- Opening Delimiter -

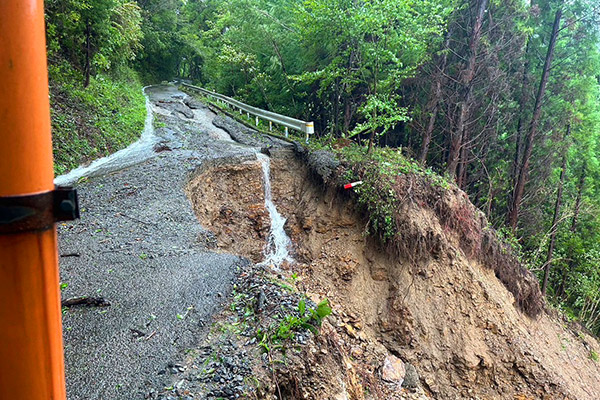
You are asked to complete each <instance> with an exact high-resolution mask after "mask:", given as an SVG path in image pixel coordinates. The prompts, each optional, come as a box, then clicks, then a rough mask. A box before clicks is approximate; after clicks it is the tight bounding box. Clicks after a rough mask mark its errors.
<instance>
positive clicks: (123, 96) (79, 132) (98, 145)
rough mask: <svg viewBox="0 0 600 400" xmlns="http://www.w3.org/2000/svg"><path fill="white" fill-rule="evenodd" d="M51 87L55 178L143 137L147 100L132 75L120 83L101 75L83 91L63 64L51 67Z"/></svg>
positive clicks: (93, 80) (66, 65)
mask: <svg viewBox="0 0 600 400" xmlns="http://www.w3.org/2000/svg"><path fill="white" fill-rule="evenodd" d="M125 73H126V74H127V75H128V76H127V75H125ZM50 82H51V91H50V93H51V97H50V102H51V105H52V109H51V111H52V139H53V146H54V169H55V172H56V174H62V173H64V172H66V171H68V170H70V169H72V168H75V167H77V166H78V165H79V164H81V163H82V162H85V161H89V160H92V159H94V158H99V157H102V156H105V155H108V154H110V153H113V152H115V151H117V150H120V149H122V148H124V147H126V146H127V145H129V144H130V143H132V142H133V141H135V140H136V139H137V138H138V137H139V135H140V133H141V132H142V130H143V127H144V121H145V118H146V106H145V101H146V100H145V98H144V95H143V93H142V87H141V84H140V83H139V81H138V80H137V78H136V76H135V74H134V73H132V72H123V73H122V77H121V78H120V79H119V80H116V79H115V78H111V77H109V76H106V75H99V76H97V77H94V78H91V80H90V85H89V86H88V87H87V88H83V87H82V85H81V83H80V81H79V80H78V79H77V77H76V72H75V71H73V70H72V69H71V68H70V67H69V66H68V65H66V64H64V63H62V64H60V65H57V66H50Z"/></svg>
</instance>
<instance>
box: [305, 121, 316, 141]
mask: <svg viewBox="0 0 600 400" xmlns="http://www.w3.org/2000/svg"><path fill="white" fill-rule="evenodd" d="M304 131H305V132H306V143H308V136H309V135H312V134H313V133H315V124H314V123H313V122H307V123H306V125H305V126H304Z"/></svg>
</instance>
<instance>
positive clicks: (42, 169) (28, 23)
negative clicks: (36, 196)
mask: <svg viewBox="0 0 600 400" xmlns="http://www.w3.org/2000/svg"><path fill="white" fill-rule="evenodd" d="M45 44H46V40H45V34H44V4H43V0H0V198H2V197H12V196H24V195H35V194H40V193H44V192H50V191H52V190H53V189H54V185H53V178H54V173H53V167H52V139H51V135H50V111H49V104H48V75H47V66H46V45H45ZM0 363H1V364H0V399H27V400H48V399H52V400H54V399H61V400H62V399H65V398H66V394H65V380H64V358H63V347H62V327H61V309H60V289H59V276H58V257H57V250H56V229H55V227H54V225H51V227H50V228H48V227H46V228H44V229H40V230H38V231H28V232H23V233H10V234H1V233H0Z"/></svg>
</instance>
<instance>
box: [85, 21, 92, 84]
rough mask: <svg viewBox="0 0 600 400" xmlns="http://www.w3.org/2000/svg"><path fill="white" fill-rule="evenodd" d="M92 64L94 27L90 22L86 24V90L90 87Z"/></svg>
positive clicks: (85, 41) (85, 33) (85, 70)
mask: <svg viewBox="0 0 600 400" xmlns="http://www.w3.org/2000/svg"><path fill="white" fill-rule="evenodd" d="M91 64H92V27H91V24H90V21H89V20H88V21H87V22H86V24H85V67H84V69H83V74H84V78H85V81H84V83H83V87H84V88H86V87H88V86H89V85H90V75H91Z"/></svg>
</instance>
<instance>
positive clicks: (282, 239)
mask: <svg viewBox="0 0 600 400" xmlns="http://www.w3.org/2000/svg"><path fill="white" fill-rule="evenodd" d="M256 158H258V160H259V161H260V162H261V165H262V170H263V180H264V185H265V207H266V209H267V211H268V212H269V216H270V217H271V230H270V232H269V238H268V239H267V246H266V247H265V252H264V253H265V259H264V261H263V262H262V263H261V265H274V266H275V267H276V268H279V266H280V265H281V264H282V263H283V262H284V261H287V262H293V261H294V259H293V258H292V257H291V256H290V253H289V251H288V249H289V248H290V247H291V245H292V241H291V240H290V238H289V237H288V235H287V233H285V230H284V229H283V225H285V221H286V219H285V218H283V217H282V216H281V214H279V212H278V211H277V208H275V204H274V203H273V195H272V193H271V172H270V169H271V160H270V159H269V157H268V156H266V155H264V154H261V153H257V154H256Z"/></svg>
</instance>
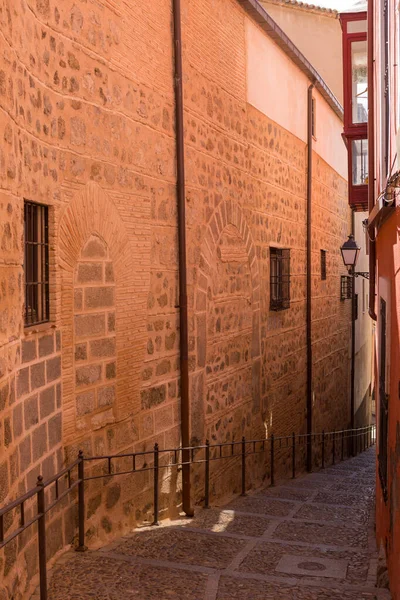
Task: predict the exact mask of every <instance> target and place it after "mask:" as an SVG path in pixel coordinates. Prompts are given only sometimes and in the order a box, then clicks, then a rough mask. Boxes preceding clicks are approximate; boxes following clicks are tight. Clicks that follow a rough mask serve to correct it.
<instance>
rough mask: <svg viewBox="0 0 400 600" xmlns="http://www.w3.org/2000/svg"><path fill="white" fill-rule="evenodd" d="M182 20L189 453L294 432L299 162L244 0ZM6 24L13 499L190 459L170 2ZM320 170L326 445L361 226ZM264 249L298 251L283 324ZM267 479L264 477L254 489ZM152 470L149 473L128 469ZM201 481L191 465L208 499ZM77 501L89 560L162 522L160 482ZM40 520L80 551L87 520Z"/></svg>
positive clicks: (131, 481) (11, 410)
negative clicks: (43, 304) (23, 213)
mask: <svg viewBox="0 0 400 600" xmlns="http://www.w3.org/2000/svg"><path fill="white" fill-rule="evenodd" d="M183 8H184V10H183V23H182V25H183V33H184V48H183V50H184V55H183V59H184V71H185V81H184V93H185V142H186V178H187V191H186V202H187V230H188V280H189V287H188V295H189V312H190V315H189V347H190V373H191V381H190V384H191V434H192V440H193V442H197V441H198V442H200V441H204V439H205V438H206V437H208V438H209V439H210V441H212V442H213V441H218V442H225V441H228V442H229V441H238V440H240V439H241V437H242V435H246V436H247V437H249V438H251V437H253V438H254V437H259V438H262V437H265V436H269V435H270V434H271V432H274V433H275V434H279V435H290V434H291V433H292V431H296V432H297V433H301V432H304V431H305V416H306V413H305V405H306V404H305V402H306V399H305V389H306V337H305V284H306V280H305V274H306V263H305V249H306V246H305V244H306V240H305V233H306V213H305V207H306V197H305V195H306V147H305V144H304V142H303V141H301V140H299V139H298V138H296V137H295V136H294V135H293V134H292V133H290V131H288V130H287V129H285V128H284V127H282V126H278V125H277V124H276V123H274V122H273V121H271V120H270V119H269V118H268V116H265V115H263V114H262V113H260V112H259V111H258V110H256V109H255V108H254V107H252V106H251V105H250V104H248V103H247V101H246V61H245V18H247V17H245V14H244V12H243V10H242V8H241V7H240V5H239V3H237V2H236V1H234V0H218V1H211V0H204V2H201V3H199V2H198V1H197V0H187V1H185V2H184V7H183ZM2 9H3V10H2V11H1V12H0V19H1V22H0V28H1V34H2V35H1V36H0V48H1V56H2V66H1V70H0V111H1V119H0V187H1V190H2V191H1V196H0V216H1V218H0V240H1V241H0V244H1V252H0V283H1V287H0V308H1V313H0V344H1V348H0V503H1V504H3V503H5V502H7V501H9V500H11V499H13V498H15V497H16V496H17V495H18V494H21V493H23V492H24V491H25V490H27V489H28V488H30V487H31V486H33V485H34V483H35V479H36V477H37V474H38V473H39V472H41V473H42V474H43V475H44V476H45V477H49V476H51V475H52V474H54V473H55V472H56V471H57V470H59V469H60V468H61V467H62V466H64V465H66V464H68V463H70V462H72V461H73V460H75V459H76V456H77V453H78V450H79V449H82V450H83V451H84V453H85V454H86V455H88V456H93V455H99V454H107V453H120V452H122V451H136V452H142V451H151V450H152V449H153V447H154V444H155V442H158V444H159V445H160V448H173V447H176V446H178V445H179V443H180V433H179V431H180V426H179V424H180V398H179V394H180V391H179V312H178V307H177V305H178V294H177V285H178V261H177V258H178V255H177V215H176V191H175V137H174V99H173V77H172V73H173V70H172V68H173V67H172V37H171V25H172V24H171V4H170V2H169V0H168V1H167V0H161V1H160V2H157V3H143V2H141V1H140V0H132V1H131V2H130V3H128V4H127V3H125V4H124V5H123V6H120V3H116V2H106V1H105V0H102V1H100V2H97V3H95V4H94V3H86V2H83V1H80V0H75V2H73V1H72V0H65V1H64V2H62V3H59V2H55V0H21V1H20V2H19V3H18V7H17V6H16V5H15V3H14V2H13V0H2ZM271 44H272V42H271ZM343 151H345V149H344V147H343ZM314 162H315V170H314V179H313V194H314V200H313V202H314V210H313V265H312V266H313V298H314V299H313V307H314V308H313V348H314V363H315V364H314V373H315V385H314V393H315V397H314V411H315V419H314V427H315V428H316V429H322V428H325V429H329V428H334V427H336V428H339V427H343V426H345V425H347V424H348V420H349V412H348V373H349V354H348V347H349V334H350V328H349V327H350V312H349V311H350V307H349V306H348V304H343V303H341V302H340V274H341V273H342V272H343V269H342V267H341V259H340V255H339V250H338V249H339V247H340V245H341V243H342V241H343V239H345V237H346V234H347V232H348V229H349V223H350V221H349V210H348V206H347V199H346V182H345V181H344V180H343V179H342V178H341V177H340V176H339V175H338V174H337V173H336V172H335V171H334V169H333V168H332V167H331V166H329V165H327V164H326V163H325V162H324V161H323V160H322V159H321V158H320V157H319V156H318V155H316V154H314ZM24 199H28V200H31V201H34V202H41V203H44V204H46V205H48V206H49V207H50V209H49V210H50V215H49V217H50V311H51V321H50V323H49V324H45V325H40V326H37V327H31V328H27V329H26V328H24V326H23V304H24V301H23V298H24V289H23V286H24V279H23V201H24ZM270 246H278V247H285V248H290V249H291V307H290V309H288V310H284V311H281V312H272V311H270V310H269V297H270V267H269V260H270V256H269V248H270ZM320 248H324V249H327V250H328V279H327V281H324V282H322V281H320V277H319V263H318V261H319V253H320ZM163 460H164V459H163ZM282 460H283V459H282ZM266 462H267V461H266V460H264V458H260V460H255V461H254V465H253V469H252V470H250V474H249V483H253V482H254V483H256V482H257V481H258V482H259V481H260V480H261V477H262V475H265V469H266V467H267V464H266ZM151 464H152V457H151V456H149V457H147V459H146V460H144V459H142V461H141V462H140V464H138V466H139V467H140V466H149V465H151ZM282 464H283V468H284V467H285V465H284V460H283V463H282ZM106 466H107V465H105V464H104V462H100V463H96V464H93V465H92V467H90V469H89V470H88V474H93V475H95V474H100V473H101V472H105V468H106ZM123 467H124V464H123V461H122V460H120V461H119V462H118V461H115V463H114V466H113V468H114V469H115V470H116V471H117V470H123ZM203 483H204V482H203V474H202V472H201V471H200V470H199V471H197V470H195V477H194V499H195V500H197V501H200V500H201V497H202V493H203ZM180 485H181V483H180V473H177V472H176V470H175V469H171V470H165V471H163V477H162V485H161V495H162V498H161V512H162V515H167V514H170V515H173V514H174V511H176V507H179V504H180ZM238 485H239V475H238V470H237V463H235V462H231V463H230V467H229V466H228V465H227V464H224V463H223V462H220V463H213V470H212V493H213V497H214V498H215V497H222V496H223V495H224V494H226V493H227V491H229V490H232V491H234V490H235V489H238ZM86 498H87V512H86V517H87V534H88V535H87V539H88V543H90V544H93V545H94V544H98V543H100V542H101V541H102V540H105V539H108V538H109V537H110V536H115V535H117V534H118V533H120V532H123V531H125V530H126V529H127V528H128V527H131V526H132V525H134V524H135V523H136V522H138V521H141V520H143V519H146V518H147V517H148V516H149V515H150V513H151V511H152V477H151V471H145V470H144V471H142V472H141V473H138V474H136V475H135V476H134V477H133V476H132V477H127V478H122V477H119V478H114V479H110V478H107V479H106V480H104V481H101V480H94V481H92V482H91V483H90V485H88V488H87V494H86ZM15 522H16V521H15ZM48 523H49V527H51V531H52V535H51V546H50V547H49V550H48V554H49V557H52V556H53V555H55V553H56V552H57V551H58V550H60V549H61V548H62V547H64V546H65V545H67V544H69V543H71V542H72V541H73V538H74V534H75V532H76V528H75V525H76V506H75V504H73V503H72V504H68V503H66V504H65V505H64V504H63V505H62V506H61V507H60V508H59V509H57V510H54V511H52V512H51V514H50V515H49V518H48ZM6 525H7V530H9V527H12V525H13V524H12V523H11V521H9V522H7V524H6ZM32 536H33V531H32V532H31V533H30V534H29V535H27V536H24V537H23V538H21V541H19V542H15V543H13V544H11V545H10V546H8V547H7V549H6V550H5V552H3V553H2V554H0V570H1V572H2V574H3V576H4V581H5V584H6V586H7V590H8V592H9V595H10V596H11V595H12V594H13V593H14V597H19V596H18V593H20V592H19V591H18V590H23V589H24V587H25V585H26V583H27V581H29V580H30V579H31V578H32V576H33V574H34V573H35V572H36V569H37V564H36V558H37V557H36V539H35V537H34V536H33V537H32ZM17 558H18V560H17Z"/></svg>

- Closing Delimiter -

# Exercise aim
Please return exactly the lines above, from where the listing starts to the line holding "87L55 178L143 137L147", inclusive, with the pictures omitted.

# The answer
You are asked to complete each <instance> with an exact high-resolution mask after "mask:", given as an SVG path in image pixel coordinates. The prompts, each optional, come as a box, then clicks, then a rough mask. A box before clicks is approximate; after clicks it is the tight bounding box. Clicks after a rough mask mark its errors.
<instance>
positive clicks: (123, 96) (79, 132) (98, 145)
rough mask: <svg viewBox="0 0 600 400" xmlns="http://www.w3.org/2000/svg"><path fill="white" fill-rule="evenodd" d="M51 87L55 178L143 137L147 100L132 75L120 83L101 75L83 91L63 64L51 67Z"/></svg>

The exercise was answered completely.